• Task details: Reproduce each of the following lines word for word, keeping their order and leaving nothing out.

• Available data:
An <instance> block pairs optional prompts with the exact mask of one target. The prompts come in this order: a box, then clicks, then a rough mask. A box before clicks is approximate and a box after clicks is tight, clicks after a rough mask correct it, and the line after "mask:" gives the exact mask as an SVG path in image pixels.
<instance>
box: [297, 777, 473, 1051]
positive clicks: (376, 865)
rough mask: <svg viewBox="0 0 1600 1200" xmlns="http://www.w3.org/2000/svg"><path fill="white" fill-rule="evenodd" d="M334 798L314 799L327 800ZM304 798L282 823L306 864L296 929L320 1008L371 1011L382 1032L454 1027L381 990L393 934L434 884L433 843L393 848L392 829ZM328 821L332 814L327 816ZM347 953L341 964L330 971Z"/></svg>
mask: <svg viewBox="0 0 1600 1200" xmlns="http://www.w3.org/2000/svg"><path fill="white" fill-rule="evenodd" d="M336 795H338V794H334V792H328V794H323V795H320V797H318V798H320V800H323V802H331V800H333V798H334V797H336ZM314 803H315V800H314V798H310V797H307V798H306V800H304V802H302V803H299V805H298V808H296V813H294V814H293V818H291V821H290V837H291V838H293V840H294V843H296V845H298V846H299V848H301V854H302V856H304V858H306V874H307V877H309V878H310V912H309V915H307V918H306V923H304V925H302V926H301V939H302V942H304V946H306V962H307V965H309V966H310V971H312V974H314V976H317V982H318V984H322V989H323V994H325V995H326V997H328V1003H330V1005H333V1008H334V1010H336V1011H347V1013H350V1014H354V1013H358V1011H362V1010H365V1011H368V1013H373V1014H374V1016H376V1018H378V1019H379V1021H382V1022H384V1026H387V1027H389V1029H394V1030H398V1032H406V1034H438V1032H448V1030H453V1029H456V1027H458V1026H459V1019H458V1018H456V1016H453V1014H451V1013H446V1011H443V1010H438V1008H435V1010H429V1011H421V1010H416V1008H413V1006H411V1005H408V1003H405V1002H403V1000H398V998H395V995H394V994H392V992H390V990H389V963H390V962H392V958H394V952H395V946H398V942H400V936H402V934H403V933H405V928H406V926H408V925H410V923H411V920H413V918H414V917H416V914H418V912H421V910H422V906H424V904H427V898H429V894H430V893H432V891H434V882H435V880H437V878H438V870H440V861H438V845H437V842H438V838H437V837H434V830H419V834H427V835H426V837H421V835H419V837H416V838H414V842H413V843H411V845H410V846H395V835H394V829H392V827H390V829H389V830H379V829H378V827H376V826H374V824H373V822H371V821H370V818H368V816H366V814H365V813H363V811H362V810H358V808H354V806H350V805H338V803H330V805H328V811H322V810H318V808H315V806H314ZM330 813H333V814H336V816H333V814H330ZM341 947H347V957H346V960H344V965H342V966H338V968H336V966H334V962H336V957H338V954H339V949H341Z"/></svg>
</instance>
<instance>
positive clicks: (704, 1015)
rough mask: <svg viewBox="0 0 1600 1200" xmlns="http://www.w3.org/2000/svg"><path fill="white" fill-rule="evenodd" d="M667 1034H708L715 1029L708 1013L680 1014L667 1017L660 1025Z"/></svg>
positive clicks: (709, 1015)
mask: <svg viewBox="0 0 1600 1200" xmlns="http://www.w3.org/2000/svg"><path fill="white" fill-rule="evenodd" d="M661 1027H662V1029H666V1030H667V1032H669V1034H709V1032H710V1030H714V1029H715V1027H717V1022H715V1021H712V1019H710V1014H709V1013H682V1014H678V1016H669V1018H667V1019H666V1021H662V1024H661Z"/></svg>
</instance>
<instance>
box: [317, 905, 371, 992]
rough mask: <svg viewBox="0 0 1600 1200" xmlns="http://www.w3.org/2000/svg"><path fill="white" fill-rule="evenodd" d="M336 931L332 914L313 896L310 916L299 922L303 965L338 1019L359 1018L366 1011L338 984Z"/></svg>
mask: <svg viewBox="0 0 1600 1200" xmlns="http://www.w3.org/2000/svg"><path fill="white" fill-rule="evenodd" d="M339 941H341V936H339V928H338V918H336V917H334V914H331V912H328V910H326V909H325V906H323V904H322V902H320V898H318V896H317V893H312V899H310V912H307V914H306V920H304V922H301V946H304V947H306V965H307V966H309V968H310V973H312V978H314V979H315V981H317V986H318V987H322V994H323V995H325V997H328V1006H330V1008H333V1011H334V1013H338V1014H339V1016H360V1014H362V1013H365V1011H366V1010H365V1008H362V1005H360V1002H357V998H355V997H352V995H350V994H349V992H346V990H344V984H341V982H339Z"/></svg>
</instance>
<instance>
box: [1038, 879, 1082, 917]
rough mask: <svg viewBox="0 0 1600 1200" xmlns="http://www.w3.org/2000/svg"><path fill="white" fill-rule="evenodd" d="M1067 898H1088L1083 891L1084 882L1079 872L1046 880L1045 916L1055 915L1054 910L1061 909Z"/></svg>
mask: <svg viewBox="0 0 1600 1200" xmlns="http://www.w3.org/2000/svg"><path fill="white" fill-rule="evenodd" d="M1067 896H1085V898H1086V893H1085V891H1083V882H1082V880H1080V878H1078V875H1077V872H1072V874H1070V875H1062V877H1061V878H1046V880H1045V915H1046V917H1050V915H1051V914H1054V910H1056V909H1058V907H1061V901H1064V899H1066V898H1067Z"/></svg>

• Written answer:
An <instance> block pairs optional prompts with the exact mask of one target. The prompts come in this order: a box, then clicks, then a rough mask. A box before clicks is approximate and a box after clicks is tight, clicks after a rough mask correct it, and the line after "mask:" gives the exact mask as an SVG path in image pixels.
<instance>
box: [297, 777, 473, 1051]
positive clicks: (376, 865)
rough mask: <svg viewBox="0 0 1600 1200" xmlns="http://www.w3.org/2000/svg"><path fill="white" fill-rule="evenodd" d="M334 798L314 799L327 800ZM304 798L282 823L306 864L296 929L320 1008L371 1011L382 1032L454 1027L381 990L393 934L434 884L433 843L393 848L392 829ZM328 821L332 814L327 816ZM347 953L341 964L330 971Z"/></svg>
mask: <svg viewBox="0 0 1600 1200" xmlns="http://www.w3.org/2000/svg"><path fill="white" fill-rule="evenodd" d="M336 795H338V794H334V792H328V794H323V795H320V797H318V798H320V800H323V802H331V800H333V798H334V797H336ZM314 803H315V800H314V798H310V797H307V798H306V800H304V802H302V803H299V805H298V808H296V813H294V814H293V818H291V821H290V837H291V838H293V840H294V843H296V845H298V846H299V848H301V854H302V856H304V858H306V874H307V877H309V878H310V912H309V915H307V918H306V923H304V925H302V926H301V939H302V942H304V946H306V962H307V965H309V966H310V971H312V974H314V976H317V982H318V984H322V989H323V994H325V995H326V997H328V1003H330V1005H333V1008H334V1010H336V1011H347V1013H350V1014H354V1013H358V1011H362V1010H365V1011H368V1013H373V1014H374V1016H376V1018H378V1019H379V1021H382V1022H384V1026H387V1027H389V1029H394V1030H398V1032H406V1034H438V1032H448V1030H453V1029H456V1027H458V1026H459V1019H458V1018H456V1016H453V1014H451V1013H446V1011H443V1010H438V1008H435V1010H429V1011H421V1010H416V1008H413V1006H411V1005H408V1003H405V1002H403V1000H398V998H395V995H394V994H392V992H390V990H389V963H390V962H392V958H394V952H395V946H398V942H400V936H402V934H403V933H405V928H406V926H408V925H410V923H411V920H413V918H414V917H416V914H418V912H421V910H422V906H424V904H427V898H429V894H430V893H432V891H434V882H435V880H437V878H438V870H440V861H438V845H437V842H438V838H437V837H434V830H419V834H427V835H426V837H421V835H419V837H416V838H414V842H413V843H411V845H410V846H395V835H394V829H392V827H390V829H389V830H379V829H378V827H376V826H374V824H373V822H371V821H370V818H368V816H366V814H365V813H363V811H362V810H358V808H354V806H350V805H338V803H330V805H328V811H322V810H318V808H315V806H314ZM330 813H333V814H336V816H333V814H330ZM341 947H347V957H346V960H344V965H342V966H338V968H336V966H334V962H336V957H338V954H339V949H341Z"/></svg>
</instance>
<instance>
positive clicks: (704, 1015)
rough mask: <svg viewBox="0 0 1600 1200" xmlns="http://www.w3.org/2000/svg"><path fill="white" fill-rule="evenodd" d="M667 1034H708L715 1029L708 1013L680 1014L667 1017L660 1025Z"/></svg>
positive clicks: (709, 1015)
mask: <svg viewBox="0 0 1600 1200" xmlns="http://www.w3.org/2000/svg"><path fill="white" fill-rule="evenodd" d="M661 1027H662V1029H666V1030H667V1032H669V1034H709V1032H710V1030H714V1029H715V1027H717V1022H715V1021H712V1019H710V1014H709V1013H682V1014H678V1016H669V1018H667V1019H666V1021H662V1024H661Z"/></svg>
</instance>
<instance>
box: [317, 905, 371, 992]
rough mask: <svg viewBox="0 0 1600 1200" xmlns="http://www.w3.org/2000/svg"><path fill="white" fill-rule="evenodd" d="M336 931L332 914L313 896L310 916L299 922L303 965L338 1019L359 1018L366 1011L338 984Z"/></svg>
mask: <svg viewBox="0 0 1600 1200" xmlns="http://www.w3.org/2000/svg"><path fill="white" fill-rule="evenodd" d="M339 941H341V936H339V928H338V918H336V917H334V914H331V912H328V910H326V909H325V906H323V904H322V902H320V898H318V896H317V893H312V899H310V912H307V914H306V920H304V922H301V946H304V947H306V965H307V966H309V968H310V973H312V978H314V979H315V981H317V986H318V987H322V994H323V995H325V997H328V1006H330V1008H333V1011H334V1013H338V1014H339V1016H360V1014H362V1013H365V1011H366V1010H365V1008H362V1005H360V1002H357V998H355V997H352V995H350V994H349V992H346V990H344V984H341V982H339Z"/></svg>
</instance>
<instance>
box: [1038, 879, 1082, 917]
rough mask: <svg viewBox="0 0 1600 1200" xmlns="http://www.w3.org/2000/svg"><path fill="white" fill-rule="evenodd" d="M1067 898H1088L1083 891L1084 882L1079 872L1046 880L1045 916L1055 915L1054 910L1061 909Z"/></svg>
mask: <svg viewBox="0 0 1600 1200" xmlns="http://www.w3.org/2000/svg"><path fill="white" fill-rule="evenodd" d="M1067 896H1085V898H1086V893H1085V891H1083V882H1082V880H1080V878H1078V875H1077V872H1072V874H1070V875H1062V877H1061V878H1046V880H1045V915H1046V917H1050V915H1051V914H1054V910H1056V909H1058V907H1061V901H1064V899H1066V898H1067Z"/></svg>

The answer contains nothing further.